Please update the passage on the experiment infrastructure: reproduce it from "The general idea" to "with solution data).", changing "Makefile" to "build script".
### Document segment
The experiments that do not, exist in
exp/some-experiment
subdiectories, and use ad-hoc scripts or are completely manual -- each such and has its own README with instructions.
This infrastructure allows to invoke apps (on various input sizes, with various rank counts) by specifying parameters on in a target name and invoking that target. The infrastructure also makes it easy to enqueue the target invocations into jobs on the supported HPC clusters.
The general idea is that you can time a particular run of an application with a command like:
$ cd casper-utils/exp/cahn-hilliard/CLUSTER
$ make dat/test-1/ch_mesh-64_ranks-2_tpn-16_trial-1.csv
This command would create this file, if it doesn't already exist. The
underlying command for the app is specified in each Makefile
and determines
how this file is created and what it contains (e.g. timings), and what other
files might be created along with it (e.g. .sol
with solution data).
The path must start with two levels of subdirectories dat/test-1
. The
file name is a key-value map (e.g. {mesh=64, ranks=1, ....}
above) and
this map is used to construct the command by which the app is invoked.
Any keys can be added, but some keys are required, depending on the
Makefile
for an individual experiment.
Some job parameters may be specified via make variables:
$ make MAX_TIME=60 QUEUE=debug dat/test-1/ch_mesh-64_ranks-2_tpn-16.csv
There are two main usage modes:
A. wrapped into a job and enqueued to the job manager
B. direct invocation in the current shell (enabled by IN=1
make var)
Mode A makes sense only on HPC clusters with a job manager. Mode B makes sense only on in an interactive job session on a "MOM" node on Theta cluster or a "batch" node on Summit, or on a generic host without a resource manager.
The infrastructure uses the persistent DVM (Distributed Virtual Machine) provided by the OpenMPI stack. This sets up the OpenMPI daemons on each node in the job allocation only onces, and allows jobs to be invoked without having to redo this setup for each job.
######
### Given material
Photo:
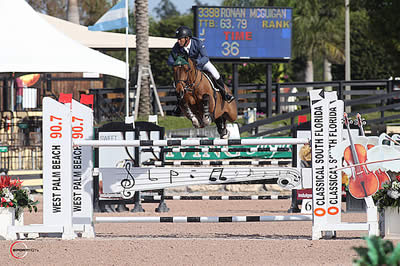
######
:: Result ::
The general idea is that you can time a particular run of an application with a command like:
$ cd casper-utils/exp/cahn-hilliard/CLUSTER
$ make dat/test-1/ch_mesh-64_ranks-2_tpn-16_trial-1.csv
This command would create this file, if it doesn't already exist. The
underlying command for the app is specified in each build script
and determines
how this file is created and what it contains (e.g. timings), and what other
files might be created along with it (e.g. .sol
with solution data).